(Natural-language object grounding data)
= = =

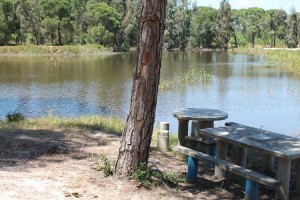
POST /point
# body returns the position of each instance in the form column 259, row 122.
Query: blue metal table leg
column 251, row 190
column 212, row 152
column 192, row 166
column 192, row 169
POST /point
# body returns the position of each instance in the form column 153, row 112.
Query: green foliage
column 15, row 117
column 104, row 165
column 146, row 176
column 224, row 24
column 143, row 175
column 203, row 27
column 292, row 33
column 114, row 24
column 187, row 77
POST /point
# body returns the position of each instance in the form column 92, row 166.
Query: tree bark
column 136, row 139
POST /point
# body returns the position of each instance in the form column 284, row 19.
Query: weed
column 104, row 165
column 187, row 77
column 15, row 117
column 145, row 176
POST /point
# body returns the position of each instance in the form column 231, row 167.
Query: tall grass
column 187, row 77
column 106, row 124
column 287, row 58
column 59, row 50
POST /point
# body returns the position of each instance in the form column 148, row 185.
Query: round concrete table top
column 200, row 114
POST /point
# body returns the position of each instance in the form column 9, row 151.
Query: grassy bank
column 107, row 125
column 186, row 77
column 288, row 58
column 55, row 50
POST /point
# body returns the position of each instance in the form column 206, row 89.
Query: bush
column 104, row 165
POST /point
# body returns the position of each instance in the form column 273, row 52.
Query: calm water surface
column 244, row 86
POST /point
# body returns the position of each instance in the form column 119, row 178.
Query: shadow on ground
column 19, row 146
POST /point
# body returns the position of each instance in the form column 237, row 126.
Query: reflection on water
column 243, row 86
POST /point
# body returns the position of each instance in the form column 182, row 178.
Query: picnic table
column 285, row 148
column 204, row 116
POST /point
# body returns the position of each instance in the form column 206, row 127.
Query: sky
column 265, row 4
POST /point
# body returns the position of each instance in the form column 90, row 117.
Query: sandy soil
column 59, row 164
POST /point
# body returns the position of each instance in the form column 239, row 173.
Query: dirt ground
column 59, row 164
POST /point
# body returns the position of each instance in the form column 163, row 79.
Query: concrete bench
column 206, row 143
column 252, row 177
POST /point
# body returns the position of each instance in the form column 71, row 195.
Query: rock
column 59, row 148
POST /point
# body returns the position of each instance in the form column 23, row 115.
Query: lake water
column 244, row 86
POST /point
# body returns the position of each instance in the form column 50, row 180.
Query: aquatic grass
column 173, row 140
column 187, row 77
column 59, row 50
column 288, row 58
column 108, row 125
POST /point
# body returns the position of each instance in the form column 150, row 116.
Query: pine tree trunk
column 136, row 139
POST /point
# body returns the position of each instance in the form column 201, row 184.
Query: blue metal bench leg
column 192, row 169
column 212, row 152
column 192, row 166
column 251, row 190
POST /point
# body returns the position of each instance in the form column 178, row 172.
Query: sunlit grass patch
column 288, row 58
column 108, row 125
column 187, row 77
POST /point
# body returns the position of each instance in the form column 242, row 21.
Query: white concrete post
column 241, row 156
column 221, row 154
column 283, row 174
column 163, row 136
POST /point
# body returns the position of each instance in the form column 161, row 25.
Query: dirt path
column 59, row 164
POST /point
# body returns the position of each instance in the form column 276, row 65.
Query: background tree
column 105, row 20
column 254, row 23
column 9, row 24
column 203, row 27
column 292, row 32
column 29, row 12
column 224, row 24
column 57, row 13
column 170, row 35
column 138, row 129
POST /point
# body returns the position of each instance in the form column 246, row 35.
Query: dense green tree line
column 113, row 24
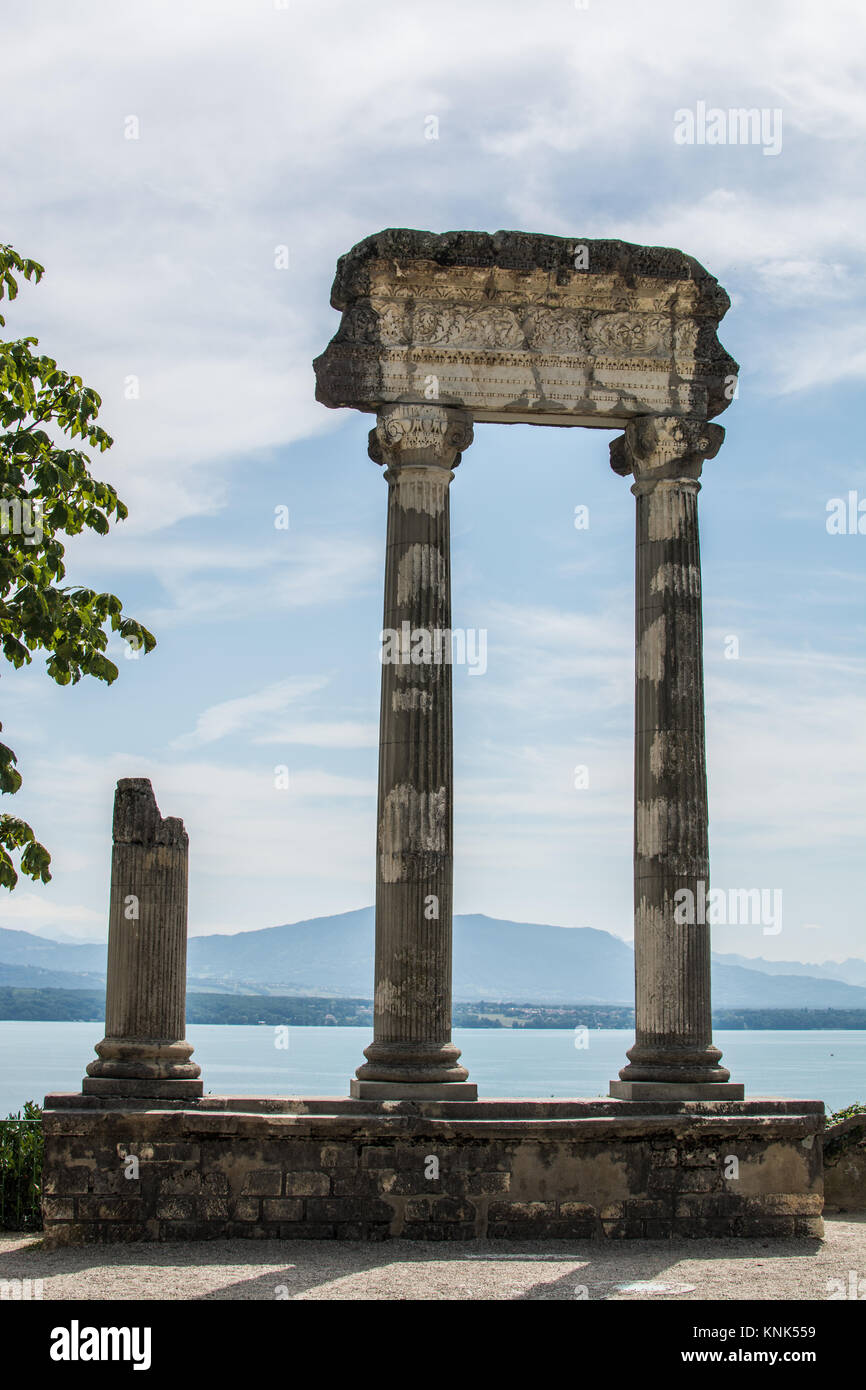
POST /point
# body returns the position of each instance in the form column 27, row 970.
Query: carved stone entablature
column 506, row 327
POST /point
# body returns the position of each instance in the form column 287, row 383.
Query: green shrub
column 843, row 1115
column 21, row 1148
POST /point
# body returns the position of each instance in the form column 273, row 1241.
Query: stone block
column 282, row 1208
column 307, row 1184
column 263, row 1182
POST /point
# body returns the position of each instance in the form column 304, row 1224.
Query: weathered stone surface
column 412, row 1050
column 520, row 327
column 673, row 1014
column 531, row 1169
column 145, row 1050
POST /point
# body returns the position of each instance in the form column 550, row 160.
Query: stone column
column 673, row 1054
column 412, row 1052
column 145, row 1051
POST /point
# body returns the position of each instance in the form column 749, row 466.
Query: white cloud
column 235, row 716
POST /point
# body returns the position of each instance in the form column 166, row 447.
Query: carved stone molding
column 508, row 328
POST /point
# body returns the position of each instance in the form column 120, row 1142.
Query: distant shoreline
column 20, row 1005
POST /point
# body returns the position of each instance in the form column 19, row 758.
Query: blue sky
column 302, row 125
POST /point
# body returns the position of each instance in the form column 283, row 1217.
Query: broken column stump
column 145, row 1051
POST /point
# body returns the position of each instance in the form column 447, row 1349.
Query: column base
column 413, row 1065
column 143, row 1066
column 412, row 1090
column 677, row 1091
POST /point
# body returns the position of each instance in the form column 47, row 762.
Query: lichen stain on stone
column 420, row 567
column 412, row 822
column 651, row 652
column 652, row 826
column 412, row 698
column 666, row 514
column 659, row 754
column 421, row 494
column 676, row 578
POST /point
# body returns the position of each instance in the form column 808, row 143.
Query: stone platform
column 353, row 1169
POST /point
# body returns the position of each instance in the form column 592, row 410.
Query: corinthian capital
column 665, row 446
column 420, row 435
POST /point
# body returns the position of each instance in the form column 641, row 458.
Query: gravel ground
column 237, row 1269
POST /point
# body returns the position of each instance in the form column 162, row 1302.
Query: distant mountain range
column 509, row 961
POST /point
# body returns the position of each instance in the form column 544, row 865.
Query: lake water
column 38, row 1058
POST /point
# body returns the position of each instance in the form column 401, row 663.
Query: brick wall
column 544, row 1172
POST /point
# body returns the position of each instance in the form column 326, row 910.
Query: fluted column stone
column 412, row 1052
column 673, row 1054
column 145, row 1051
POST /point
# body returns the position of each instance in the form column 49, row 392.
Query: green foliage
column 46, row 478
column 843, row 1115
column 21, row 1151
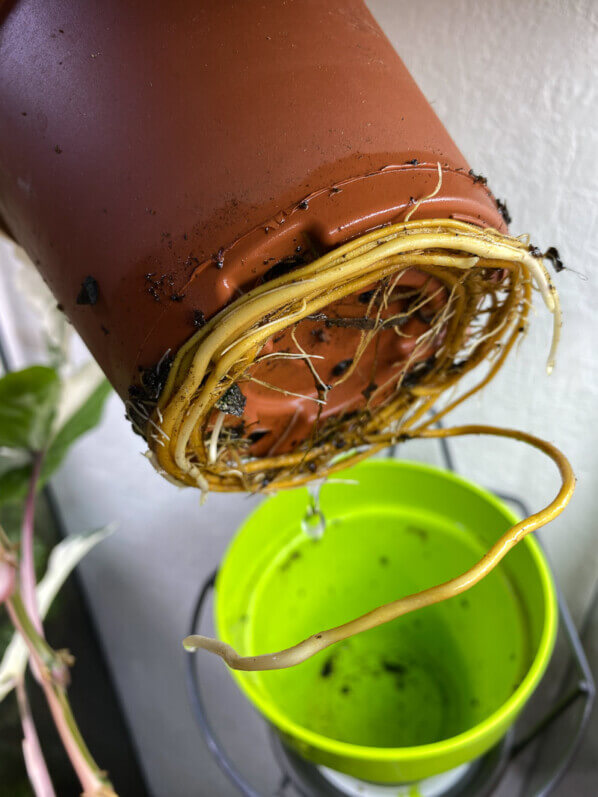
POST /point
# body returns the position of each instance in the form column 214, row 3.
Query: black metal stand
column 580, row 687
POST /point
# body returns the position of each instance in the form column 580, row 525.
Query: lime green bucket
column 422, row 694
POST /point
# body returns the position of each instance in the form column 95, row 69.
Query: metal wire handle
column 584, row 688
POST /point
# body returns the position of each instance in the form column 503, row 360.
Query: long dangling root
column 488, row 278
column 390, row 611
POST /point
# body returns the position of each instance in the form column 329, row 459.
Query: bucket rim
column 501, row 717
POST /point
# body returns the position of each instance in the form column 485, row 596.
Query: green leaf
column 14, row 483
column 27, row 405
column 82, row 420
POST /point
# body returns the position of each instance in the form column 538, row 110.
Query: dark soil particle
column 478, row 178
column 367, row 392
column 552, row 254
column 232, row 402
column 284, row 266
column 418, row 372
column 254, row 437
column 366, row 296
column 342, row 366
column 219, row 258
column 327, row 667
column 199, row 319
column 89, row 292
column 504, row 210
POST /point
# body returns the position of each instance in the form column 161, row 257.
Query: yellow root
column 390, row 611
column 461, row 256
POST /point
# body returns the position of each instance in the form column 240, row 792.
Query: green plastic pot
column 420, row 695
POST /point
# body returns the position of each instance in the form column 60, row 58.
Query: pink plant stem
column 93, row 780
column 39, row 777
column 27, row 570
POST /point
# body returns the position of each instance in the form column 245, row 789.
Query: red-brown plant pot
column 157, row 160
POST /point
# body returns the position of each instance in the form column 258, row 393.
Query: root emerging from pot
column 487, row 278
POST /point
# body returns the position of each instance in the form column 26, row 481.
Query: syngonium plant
column 43, row 411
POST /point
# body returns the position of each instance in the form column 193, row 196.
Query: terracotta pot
column 175, row 152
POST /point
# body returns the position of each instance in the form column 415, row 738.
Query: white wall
column 515, row 83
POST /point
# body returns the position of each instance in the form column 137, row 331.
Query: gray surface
column 536, row 137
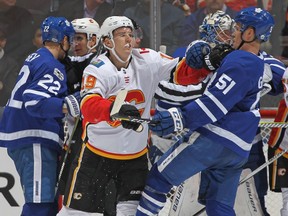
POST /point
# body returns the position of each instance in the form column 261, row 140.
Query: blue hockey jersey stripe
column 30, row 91
column 229, row 136
column 29, row 133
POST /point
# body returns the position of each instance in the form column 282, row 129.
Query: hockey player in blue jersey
column 31, row 127
column 224, row 120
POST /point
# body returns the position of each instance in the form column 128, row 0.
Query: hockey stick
column 67, row 152
column 271, row 160
column 273, row 124
column 119, row 101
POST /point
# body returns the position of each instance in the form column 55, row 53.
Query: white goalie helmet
column 114, row 22
column 216, row 27
column 86, row 25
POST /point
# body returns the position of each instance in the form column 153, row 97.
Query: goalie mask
column 261, row 20
column 216, row 28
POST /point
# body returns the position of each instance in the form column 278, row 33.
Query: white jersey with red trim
column 145, row 70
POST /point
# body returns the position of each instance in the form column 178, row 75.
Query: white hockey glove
column 71, row 103
column 169, row 121
column 267, row 77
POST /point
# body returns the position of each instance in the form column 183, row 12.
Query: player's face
column 37, row 40
column 80, row 44
column 224, row 36
column 237, row 36
column 65, row 48
column 124, row 40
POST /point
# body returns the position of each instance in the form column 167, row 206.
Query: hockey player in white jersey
column 225, row 121
column 31, row 127
column 113, row 149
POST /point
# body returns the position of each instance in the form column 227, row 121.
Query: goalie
column 214, row 110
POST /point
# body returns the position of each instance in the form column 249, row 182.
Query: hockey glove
column 267, row 80
column 213, row 60
column 131, row 111
column 170, row 121
column 71, row 103
column 195, row 53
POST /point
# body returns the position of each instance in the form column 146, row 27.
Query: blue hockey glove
column 195, row 53
column 169, row 121
column 71, row 103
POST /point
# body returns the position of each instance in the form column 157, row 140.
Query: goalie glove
column 128, row 110
column 169, row 121
column 213, row 60
column 195, row 53
column 71, row 104
column 267, row 79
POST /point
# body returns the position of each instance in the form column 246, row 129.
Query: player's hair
column 213, row 24
column 261, row 20
column 55, row 28
column 114, row 22
column 86, row 25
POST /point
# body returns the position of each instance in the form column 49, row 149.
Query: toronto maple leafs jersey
column 101, row 78
column 33, row 113
column 228, row 112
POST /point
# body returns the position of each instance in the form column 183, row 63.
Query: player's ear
column 108, row 42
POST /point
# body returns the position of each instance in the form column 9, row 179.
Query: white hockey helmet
column 86, row 25
column 213, row 25
column 114, row 22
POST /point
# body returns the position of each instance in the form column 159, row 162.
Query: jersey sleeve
column 226, row 93
column 44, row 95
column 95, row 106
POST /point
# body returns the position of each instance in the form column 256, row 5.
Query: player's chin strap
column 65, row 51
column 115, row 54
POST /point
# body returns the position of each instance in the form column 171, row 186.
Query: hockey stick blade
column 136, row 119
column 271, row 160
column 119, row 100
column 273, row 124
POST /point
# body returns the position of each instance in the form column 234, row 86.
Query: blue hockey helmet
column 55, row 28
column 261, row 20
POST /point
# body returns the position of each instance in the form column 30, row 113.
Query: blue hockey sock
column 218, row 209
column 40, row 209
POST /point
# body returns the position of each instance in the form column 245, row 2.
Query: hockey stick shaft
column 271, row 160
column 273, row 124
column 67, row 152
column 136, row 119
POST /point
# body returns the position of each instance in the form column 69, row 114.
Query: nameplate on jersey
column 58, row 74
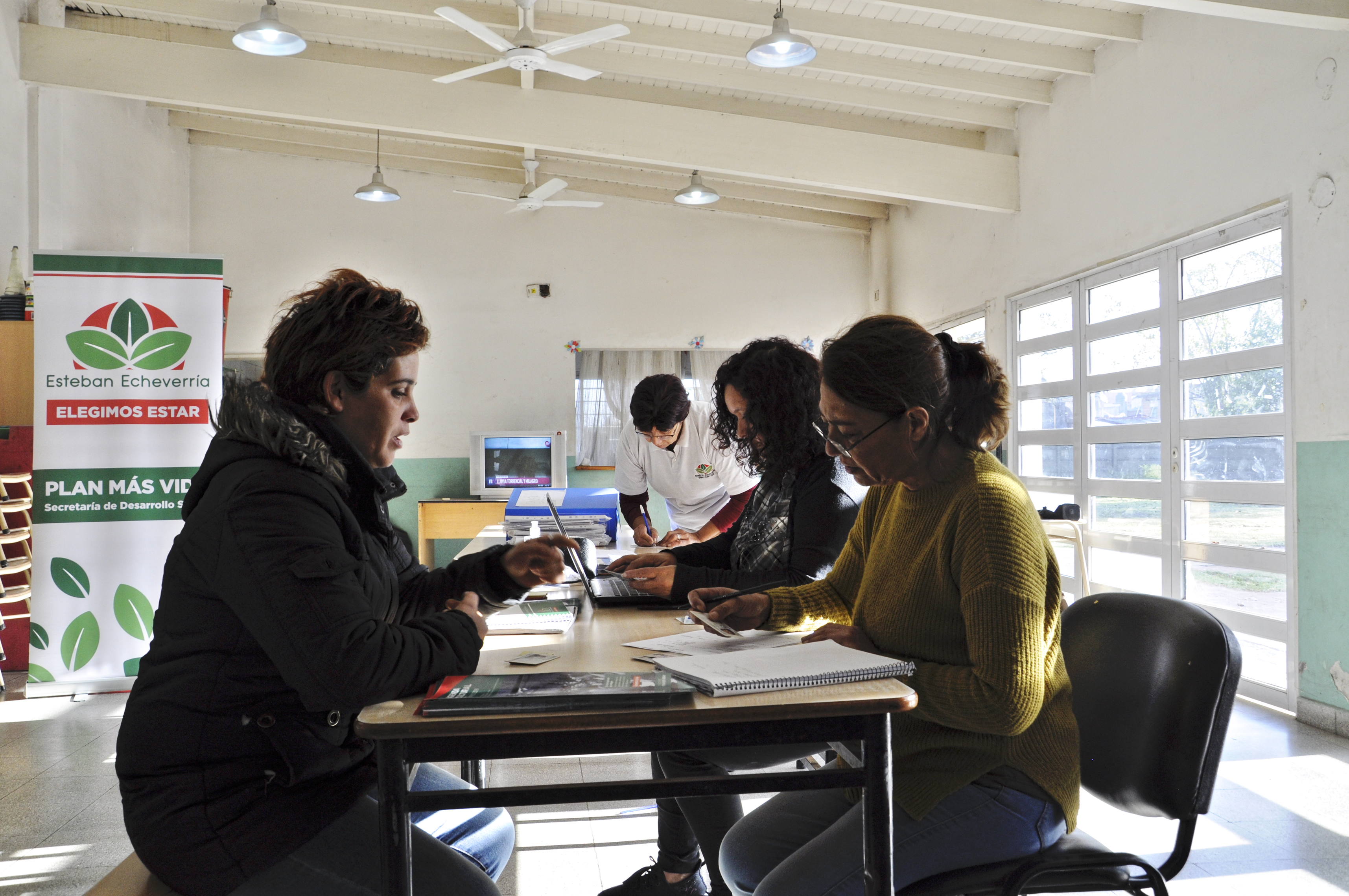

= = =

→ **Problem statement**: Copy the lines of the data above exactly as written, beginning with the line containing "206, row 89." and ending with the line containing "50, row 180.", and leave out all other lines.

→ **Answer to the exercise**:
# body returns the position of each instance in the form column 206, row 89.
Query: bush
column 104, row 165
POST /point
# body returns the position of each instance in the form column 273, row 52.
Query: calm water surface
column 244, row 86
POST /point
# body returns the position of each instance in the form column 119, row 178.
Query: shadow on ground
column 19, row 146
POST /point
# body returns the position of each instance in the form column 237, row 126.
Query: reflection on water
column 243, row 86
POST /point
# body returns the position of each instance in the form column 182, row 178.
Query: picnic table
column 285, row 148
column 204, row 116
POST /point
# body returns the position of each instance in the form column 206, row 127.
Query: sky
column 265, row 4
POST /point
# body returns the position of each instance in the form column 90, row 117.
Query: sandy soil
column 59, row 164
POST /point
# body returns the position of each instance in the form column 239, row 173.
Query: dirt ground
column 59, row 164
POST /point
# body returns the position of each instance in the form column 163, row 79.
Query: concrete bench
column 206, row 143
column 252, row 177
POST /point
# body returns the position of each instance in the form column 71, row 195.
Query: rock
column 59, row 148
POST /point
# body returns the position of each instance in the form column 23, row 115.
Query: lake water
column 244, row 86
POST /point
# body returns the position of each instance in the form column 50, row 180.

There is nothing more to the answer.